>> Start

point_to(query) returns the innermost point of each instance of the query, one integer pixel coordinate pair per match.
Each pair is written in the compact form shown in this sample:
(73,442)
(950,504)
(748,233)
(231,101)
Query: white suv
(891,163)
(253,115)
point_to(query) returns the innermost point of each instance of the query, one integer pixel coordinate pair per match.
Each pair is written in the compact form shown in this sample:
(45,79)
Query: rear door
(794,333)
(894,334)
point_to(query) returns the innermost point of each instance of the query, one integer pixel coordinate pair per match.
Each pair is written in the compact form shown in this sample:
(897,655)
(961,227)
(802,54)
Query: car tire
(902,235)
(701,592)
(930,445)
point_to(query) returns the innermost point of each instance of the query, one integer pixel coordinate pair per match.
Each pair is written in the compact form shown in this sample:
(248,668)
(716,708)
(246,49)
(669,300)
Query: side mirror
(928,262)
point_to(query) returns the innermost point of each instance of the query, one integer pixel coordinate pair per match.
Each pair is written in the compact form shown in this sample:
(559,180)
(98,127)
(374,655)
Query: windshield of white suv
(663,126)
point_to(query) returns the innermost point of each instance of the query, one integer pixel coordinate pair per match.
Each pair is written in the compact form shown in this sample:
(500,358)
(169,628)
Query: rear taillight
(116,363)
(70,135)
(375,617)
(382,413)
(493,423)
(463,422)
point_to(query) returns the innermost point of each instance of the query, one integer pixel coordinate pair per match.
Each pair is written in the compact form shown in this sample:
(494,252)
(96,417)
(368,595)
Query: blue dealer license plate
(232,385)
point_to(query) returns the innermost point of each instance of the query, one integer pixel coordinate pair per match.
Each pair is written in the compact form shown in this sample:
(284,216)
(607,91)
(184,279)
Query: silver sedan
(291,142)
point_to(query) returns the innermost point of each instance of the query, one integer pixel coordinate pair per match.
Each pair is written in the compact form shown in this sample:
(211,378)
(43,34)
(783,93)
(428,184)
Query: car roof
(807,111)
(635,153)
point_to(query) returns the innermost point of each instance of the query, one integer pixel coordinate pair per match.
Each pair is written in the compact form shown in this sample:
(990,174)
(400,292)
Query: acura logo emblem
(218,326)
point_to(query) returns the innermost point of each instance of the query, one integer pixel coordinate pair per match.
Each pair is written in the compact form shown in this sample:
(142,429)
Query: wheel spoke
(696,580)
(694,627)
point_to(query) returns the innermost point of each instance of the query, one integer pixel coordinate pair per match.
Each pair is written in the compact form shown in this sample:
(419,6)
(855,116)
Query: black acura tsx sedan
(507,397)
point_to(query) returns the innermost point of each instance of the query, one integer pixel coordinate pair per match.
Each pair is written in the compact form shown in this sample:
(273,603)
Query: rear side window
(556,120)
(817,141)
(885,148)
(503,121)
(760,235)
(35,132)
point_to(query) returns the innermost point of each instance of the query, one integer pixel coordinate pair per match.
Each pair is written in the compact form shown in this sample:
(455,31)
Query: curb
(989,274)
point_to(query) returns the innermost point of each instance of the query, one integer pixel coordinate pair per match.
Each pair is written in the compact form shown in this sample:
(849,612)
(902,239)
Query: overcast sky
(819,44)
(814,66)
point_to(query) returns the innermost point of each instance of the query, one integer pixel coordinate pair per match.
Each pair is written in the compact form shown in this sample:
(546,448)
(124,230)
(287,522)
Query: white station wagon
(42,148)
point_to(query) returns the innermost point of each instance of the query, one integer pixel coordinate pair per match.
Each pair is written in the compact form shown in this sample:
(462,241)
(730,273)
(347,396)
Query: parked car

>> End
>> Start

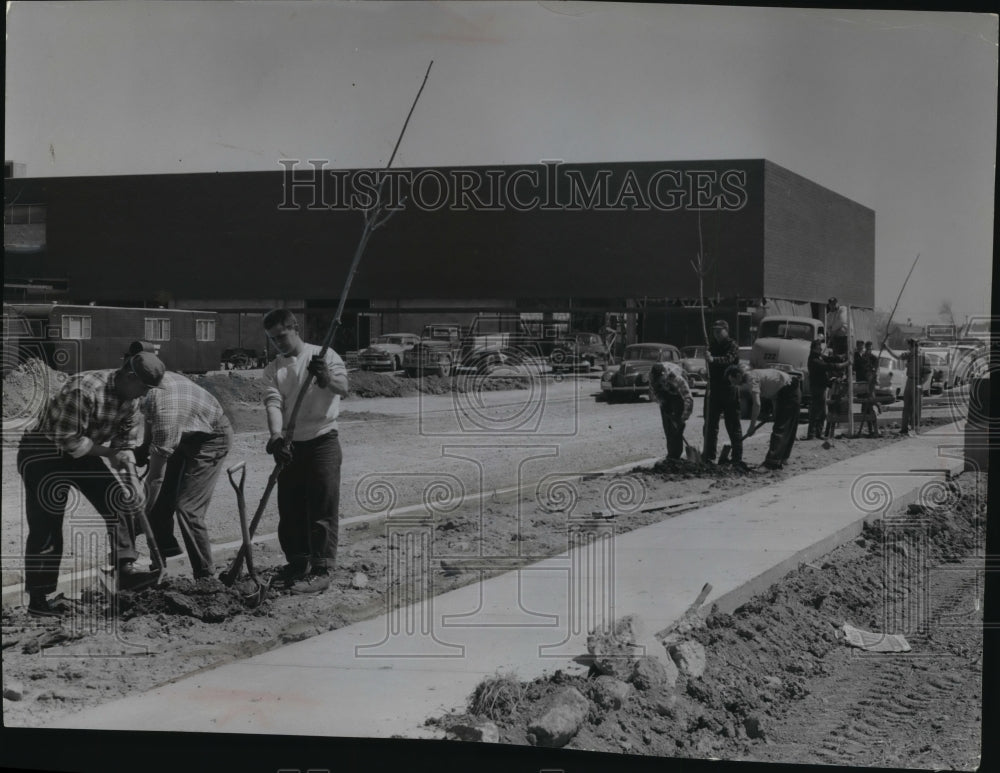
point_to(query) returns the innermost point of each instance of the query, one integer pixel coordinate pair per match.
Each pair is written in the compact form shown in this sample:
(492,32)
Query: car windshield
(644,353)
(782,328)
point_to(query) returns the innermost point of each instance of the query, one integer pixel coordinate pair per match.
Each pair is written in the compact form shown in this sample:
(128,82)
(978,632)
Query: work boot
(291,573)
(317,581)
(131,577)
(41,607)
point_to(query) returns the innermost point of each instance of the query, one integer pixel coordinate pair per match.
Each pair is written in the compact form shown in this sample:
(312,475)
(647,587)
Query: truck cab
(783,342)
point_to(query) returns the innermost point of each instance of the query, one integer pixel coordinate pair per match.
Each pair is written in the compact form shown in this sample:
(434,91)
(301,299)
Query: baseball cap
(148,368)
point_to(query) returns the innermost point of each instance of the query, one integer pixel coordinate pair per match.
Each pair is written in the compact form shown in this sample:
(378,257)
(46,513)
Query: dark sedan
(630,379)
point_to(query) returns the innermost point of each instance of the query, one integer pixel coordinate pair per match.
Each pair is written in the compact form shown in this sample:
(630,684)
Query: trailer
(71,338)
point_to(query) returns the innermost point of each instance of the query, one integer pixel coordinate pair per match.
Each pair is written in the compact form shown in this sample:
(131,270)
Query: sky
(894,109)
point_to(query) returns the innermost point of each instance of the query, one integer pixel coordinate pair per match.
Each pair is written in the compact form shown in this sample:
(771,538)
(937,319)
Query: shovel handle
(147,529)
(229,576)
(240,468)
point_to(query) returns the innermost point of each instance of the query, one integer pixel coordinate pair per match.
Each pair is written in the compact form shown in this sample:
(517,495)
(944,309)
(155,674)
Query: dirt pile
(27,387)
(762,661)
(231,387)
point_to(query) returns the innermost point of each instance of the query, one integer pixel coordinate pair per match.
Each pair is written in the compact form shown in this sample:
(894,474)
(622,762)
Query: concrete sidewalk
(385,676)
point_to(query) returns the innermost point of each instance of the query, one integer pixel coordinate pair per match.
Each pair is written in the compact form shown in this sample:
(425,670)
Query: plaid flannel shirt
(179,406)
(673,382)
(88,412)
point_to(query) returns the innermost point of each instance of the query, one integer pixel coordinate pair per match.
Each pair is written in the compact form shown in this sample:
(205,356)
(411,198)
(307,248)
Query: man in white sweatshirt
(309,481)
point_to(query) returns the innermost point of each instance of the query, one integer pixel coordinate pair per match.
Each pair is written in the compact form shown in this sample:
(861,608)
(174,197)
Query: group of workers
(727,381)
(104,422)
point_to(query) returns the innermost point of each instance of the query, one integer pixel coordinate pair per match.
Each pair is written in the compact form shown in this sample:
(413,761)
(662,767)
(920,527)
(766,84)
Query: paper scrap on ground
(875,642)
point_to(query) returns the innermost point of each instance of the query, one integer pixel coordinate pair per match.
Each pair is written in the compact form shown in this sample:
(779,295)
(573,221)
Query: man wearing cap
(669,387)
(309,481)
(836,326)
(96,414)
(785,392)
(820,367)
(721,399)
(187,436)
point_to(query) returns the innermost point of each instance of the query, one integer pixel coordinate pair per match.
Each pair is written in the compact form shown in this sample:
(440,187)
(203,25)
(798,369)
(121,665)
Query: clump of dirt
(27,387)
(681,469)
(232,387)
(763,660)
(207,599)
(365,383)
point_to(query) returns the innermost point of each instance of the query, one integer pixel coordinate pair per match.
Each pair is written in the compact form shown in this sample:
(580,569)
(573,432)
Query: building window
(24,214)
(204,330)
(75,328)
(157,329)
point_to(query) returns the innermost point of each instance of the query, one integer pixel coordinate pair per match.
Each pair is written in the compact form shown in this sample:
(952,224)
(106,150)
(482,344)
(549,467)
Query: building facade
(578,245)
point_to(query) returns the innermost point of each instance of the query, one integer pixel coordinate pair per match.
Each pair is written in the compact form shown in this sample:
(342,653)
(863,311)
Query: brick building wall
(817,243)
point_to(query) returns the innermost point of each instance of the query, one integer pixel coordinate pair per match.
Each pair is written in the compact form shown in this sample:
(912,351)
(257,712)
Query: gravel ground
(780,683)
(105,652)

>> End
>> Start

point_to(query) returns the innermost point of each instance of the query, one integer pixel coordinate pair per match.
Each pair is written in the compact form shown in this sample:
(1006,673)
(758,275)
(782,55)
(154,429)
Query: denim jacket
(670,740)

>> End

Exercise aim | Count the lines of the material above that contain the word "white". Case matters. Reply with the number alone.

Response | 4